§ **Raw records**
__________
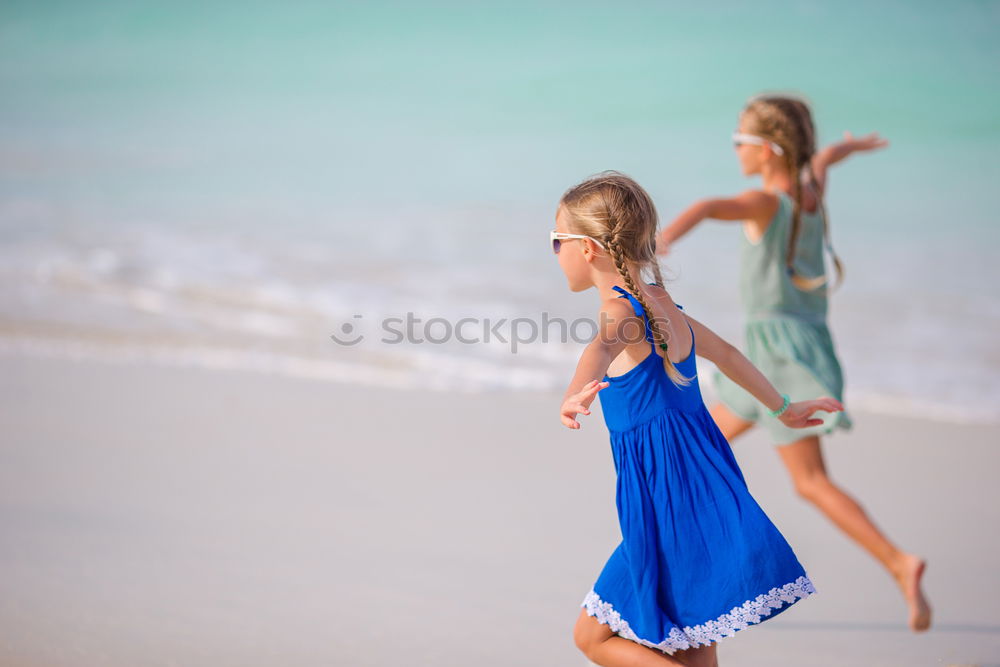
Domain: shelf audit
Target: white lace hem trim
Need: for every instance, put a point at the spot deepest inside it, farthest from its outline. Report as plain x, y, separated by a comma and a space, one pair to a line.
680, 639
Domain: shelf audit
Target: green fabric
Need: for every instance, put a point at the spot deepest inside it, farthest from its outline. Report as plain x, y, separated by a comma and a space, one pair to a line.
786, 335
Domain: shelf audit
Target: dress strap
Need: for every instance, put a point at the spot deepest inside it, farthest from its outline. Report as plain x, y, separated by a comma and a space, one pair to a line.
638, 310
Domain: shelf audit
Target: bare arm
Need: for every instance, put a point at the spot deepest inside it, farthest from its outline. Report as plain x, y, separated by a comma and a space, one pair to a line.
753, 205
838, 151
738, 368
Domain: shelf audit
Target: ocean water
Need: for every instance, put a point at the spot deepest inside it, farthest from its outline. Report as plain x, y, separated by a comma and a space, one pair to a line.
229, 185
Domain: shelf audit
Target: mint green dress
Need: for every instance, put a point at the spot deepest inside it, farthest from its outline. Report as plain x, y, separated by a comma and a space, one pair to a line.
786, 334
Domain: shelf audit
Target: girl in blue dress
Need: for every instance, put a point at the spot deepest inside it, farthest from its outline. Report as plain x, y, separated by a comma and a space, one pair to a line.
699, 560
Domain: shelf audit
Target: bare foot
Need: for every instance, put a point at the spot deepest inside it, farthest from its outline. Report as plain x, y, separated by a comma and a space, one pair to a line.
909, 579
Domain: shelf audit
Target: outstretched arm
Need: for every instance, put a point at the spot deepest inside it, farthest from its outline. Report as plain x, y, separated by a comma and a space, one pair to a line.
836, 152
738, 368
753, 205
610, 340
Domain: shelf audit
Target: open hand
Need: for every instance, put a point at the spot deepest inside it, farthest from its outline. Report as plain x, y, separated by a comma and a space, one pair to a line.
799, 414
579, 403
869, 142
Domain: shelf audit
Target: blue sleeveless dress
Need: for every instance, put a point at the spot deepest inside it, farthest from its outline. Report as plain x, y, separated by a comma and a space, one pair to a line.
699, 559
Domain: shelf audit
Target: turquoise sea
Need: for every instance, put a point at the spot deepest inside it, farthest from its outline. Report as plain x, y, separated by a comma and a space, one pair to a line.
227, 184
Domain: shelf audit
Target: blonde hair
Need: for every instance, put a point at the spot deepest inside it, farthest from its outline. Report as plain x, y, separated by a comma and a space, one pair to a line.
615, 210
788, 122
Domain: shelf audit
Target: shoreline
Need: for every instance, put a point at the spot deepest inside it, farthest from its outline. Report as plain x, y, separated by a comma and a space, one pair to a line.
218, 517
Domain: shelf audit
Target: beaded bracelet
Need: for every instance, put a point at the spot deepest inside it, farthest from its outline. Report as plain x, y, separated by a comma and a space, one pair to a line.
780, 411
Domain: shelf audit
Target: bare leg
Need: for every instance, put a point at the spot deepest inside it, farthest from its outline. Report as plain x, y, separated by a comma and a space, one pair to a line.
804, 461
731, 425
602, 646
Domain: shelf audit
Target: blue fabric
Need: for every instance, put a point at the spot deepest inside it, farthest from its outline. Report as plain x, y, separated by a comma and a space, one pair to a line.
698, 559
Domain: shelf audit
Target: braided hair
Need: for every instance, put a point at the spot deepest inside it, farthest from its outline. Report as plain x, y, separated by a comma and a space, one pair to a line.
614, 209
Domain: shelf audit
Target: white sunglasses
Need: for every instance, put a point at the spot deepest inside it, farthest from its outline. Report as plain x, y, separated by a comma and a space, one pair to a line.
741, 138
558, 237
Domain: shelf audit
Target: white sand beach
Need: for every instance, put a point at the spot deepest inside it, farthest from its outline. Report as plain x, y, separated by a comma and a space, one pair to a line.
169, 516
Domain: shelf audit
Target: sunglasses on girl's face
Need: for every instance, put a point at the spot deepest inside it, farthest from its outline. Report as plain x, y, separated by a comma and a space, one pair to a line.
740, 138
558, 237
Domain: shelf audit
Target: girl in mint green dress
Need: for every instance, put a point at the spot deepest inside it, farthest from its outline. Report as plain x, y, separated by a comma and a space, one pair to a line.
784, 289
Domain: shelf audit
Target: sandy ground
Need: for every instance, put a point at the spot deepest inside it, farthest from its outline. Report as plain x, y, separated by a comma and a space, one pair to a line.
171, 516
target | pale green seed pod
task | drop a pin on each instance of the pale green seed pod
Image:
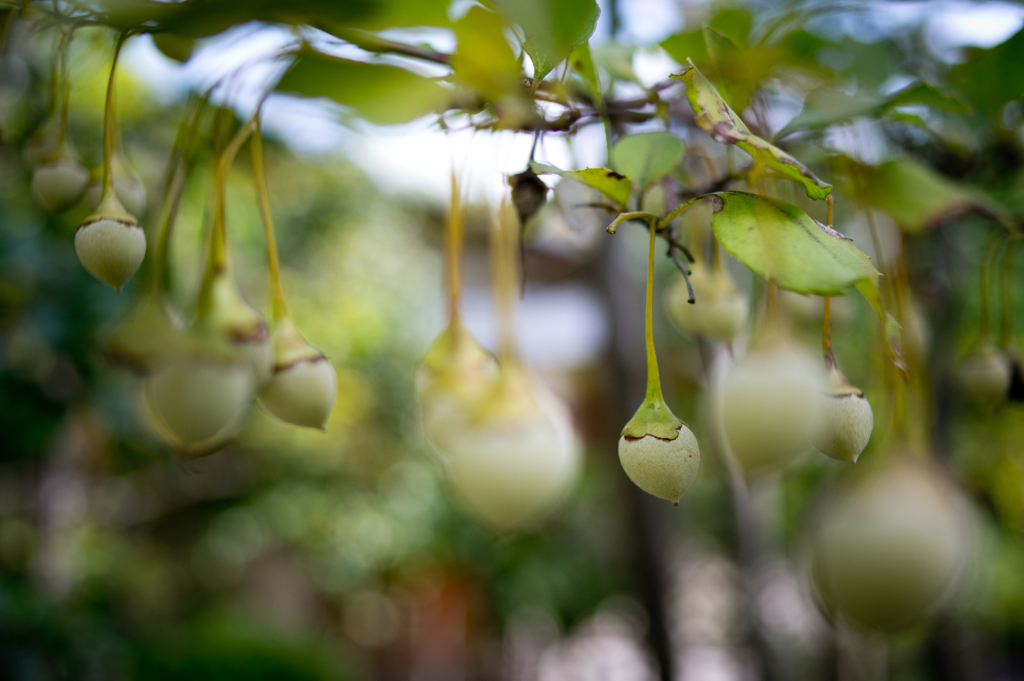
(719, 310)
(770, 405)
(847, 420)
(146, 336)
(665, 468)
(304, 386)
(127, 185)
(456, 375)
(230, 318)
(57, 183)
(200, 401)
(512, 465)
(986, 375)
(111, 245)
(890, 548)
(658, 452)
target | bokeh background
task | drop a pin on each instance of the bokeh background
(340, 555)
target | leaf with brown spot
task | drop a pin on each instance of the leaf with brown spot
(715, 116)
(608, 182)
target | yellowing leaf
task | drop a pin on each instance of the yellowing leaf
(782, 243)
(606, 181)
(378, 92)
(715, 116)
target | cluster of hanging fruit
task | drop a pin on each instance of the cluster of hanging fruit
(506, 442)
(889, 547)
(201, 378)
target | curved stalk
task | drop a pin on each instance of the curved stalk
(108, 109)
(985, 321)
(504, 264)
(653, 378)
(826, 335)
(62, 90)
(219, 260)
(280, 302)
(175, 178)
(1007, 294)
(453, 252)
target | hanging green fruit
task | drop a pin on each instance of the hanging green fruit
(656, 450)
(303, 386)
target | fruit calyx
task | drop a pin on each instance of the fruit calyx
(223, 308)
(290, 347)
(653, 419)
(111, 209)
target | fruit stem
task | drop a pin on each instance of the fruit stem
(653, 379)
(771, 300)
(504, 266)
(8, 18)
(176, 176)
(1007, 294)
(280, 302)
(453, 252)
(826, 335)
(219, 255)
(64, 89)
(985, 321)
(108, 109)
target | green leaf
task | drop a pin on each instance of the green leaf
(828, 105)
(991, 78)
(483, 58)
(929, 95)
(782, 243)
(647, 157)
(606, 181)
(583, 64)
(616, 60)
(918, 198)
(552, 28)
(378, 92)
(715, 116)
(206, 17)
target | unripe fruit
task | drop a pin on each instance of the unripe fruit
(457, 373)
(528, 195)
(229, 317)
(658, 452)
(128, 187)
(770, 405)
(146, 336)
(719, 309)
(516, 459)
(199, 401)
(847, 420)
(304, 386)
(57, 182)
(986, 376)
(110, 244)
(173, 46)
(889, 548)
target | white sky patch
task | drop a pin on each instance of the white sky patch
(981, 25)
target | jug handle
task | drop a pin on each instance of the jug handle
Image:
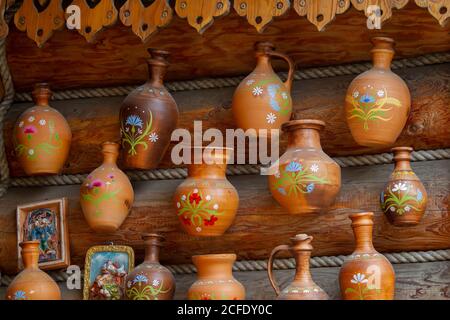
(290, 62)
(275, 286)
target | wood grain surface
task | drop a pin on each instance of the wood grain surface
(94, 121)
(118, 55)
(260, 224)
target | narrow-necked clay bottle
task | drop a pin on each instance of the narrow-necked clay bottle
(404, 199)
(262, 100)
(378, 101)
(366, 274)
(150, 280)
(42, 136)
(148, 116)
(106, 195)
(215, 279)
(307, 180)
(32, 283)
(303, 287)
(206, 202)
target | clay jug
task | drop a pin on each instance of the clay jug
(262, 100)
(150, 280)
(366, 274)
(378, 101)
(106, 195)
(206, 202)
(32, 283)
(307, 180)
(42, 136)
(404, 199)
(215, 279)
(148, 116)
(303, 287)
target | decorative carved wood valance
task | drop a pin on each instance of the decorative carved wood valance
(39, 18)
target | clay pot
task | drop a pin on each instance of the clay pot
(206, 202)
(366, 274)
(42, 136)
(106, 195)
(215, 279)
(150, 280)
(262, 100)
(404, 199)
(148, 116)
(303, 287)
(32, 283)
(307, 180)
(378, 101)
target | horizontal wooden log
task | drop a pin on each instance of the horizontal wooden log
(260, 224)
(96, 120)
(225, 49)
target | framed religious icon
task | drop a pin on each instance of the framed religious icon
(45, 221)
(105, 272)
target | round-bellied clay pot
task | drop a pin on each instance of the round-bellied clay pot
(32, 283)
(378, 101)
(303, 287)
(262, 100)
(307, 180)
(404, 199)
(148, 116)
(106, 195)
(206, 202)
(42, 136)
(150, 280)
(366, 274)
(215, 279)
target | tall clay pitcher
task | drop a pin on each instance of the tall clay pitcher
(378, 101)
(303, 287)
(366, 274)
(262, 100)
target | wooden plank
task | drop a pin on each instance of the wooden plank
(118, 57)
(260, 224)
(96, 120)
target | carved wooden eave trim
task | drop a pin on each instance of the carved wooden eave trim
(200, 14)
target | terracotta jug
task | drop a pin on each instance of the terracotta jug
(262, 100)
(215, 279)
(366, 274)
(106, 195)
(378, 101)
(32, 283)
(42, 136)
(303, 287)
(150, 280)
(307, 180)
(404, 199)
(206, 202)
(148, 116)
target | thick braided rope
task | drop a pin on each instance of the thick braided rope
(210, 83)
(285, 264)
(232, 170)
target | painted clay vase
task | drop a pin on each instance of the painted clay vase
(215, 279)
(303, 287)
(378, 101)
(404, 199)
(150, 280)
(366, 274)
(148, 116)
(206, 202)
(32, 283)
(106, 195)
(307, 180)
(42, 136)
(262, 100)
__________
§ **Description of the task**
Copy out the stretch from the line containing "target | tall clay pitcher" through the end of the listing, keeping every line, and add -123 to each x and y value of the pin coordinates.

§ **Answer for the task**
target | tall clay pitcher
task | drop a pin on each instance of the tall clay pitcher
(255, -22)
(180, 164)
(243, 151)
(139, -23)
target | wooden plank
task | drop a pin on each instance of the wooden plank
(-5, -66)
(137, 101)
(-27, -3)
target | carved wooden eave trim
task | drop a pin on each instance of the carved wooden eave trim
(77, -109)
target | terracotta jug
task | drop a pin on each instance of the terracotta jug
(139, -23)
(92, 156)
(243, 151)
(-17, 72)
(255, -22)
(-91, 160)
(-81, 13)
(180, 164)
(27, 157)
(184, 57)
(281, 76)
(83, 79)
(25, -7)
target | thick braided rope
task | drop a pin on each instance of the thick braided rope
(87, -40)
(162, 141)
(109, 47)
target | painted clay vase
task | drop a pin on each instance of the painted clay vase
(92, 156)
(180, 164)
(255, -22)
(281, 76)
(27, 157)
(243, 151)
(25, -7)
(83, 79)
(-91, 160)
(-17, 72)
(184, 57)
(-81, 13)
(139, -23)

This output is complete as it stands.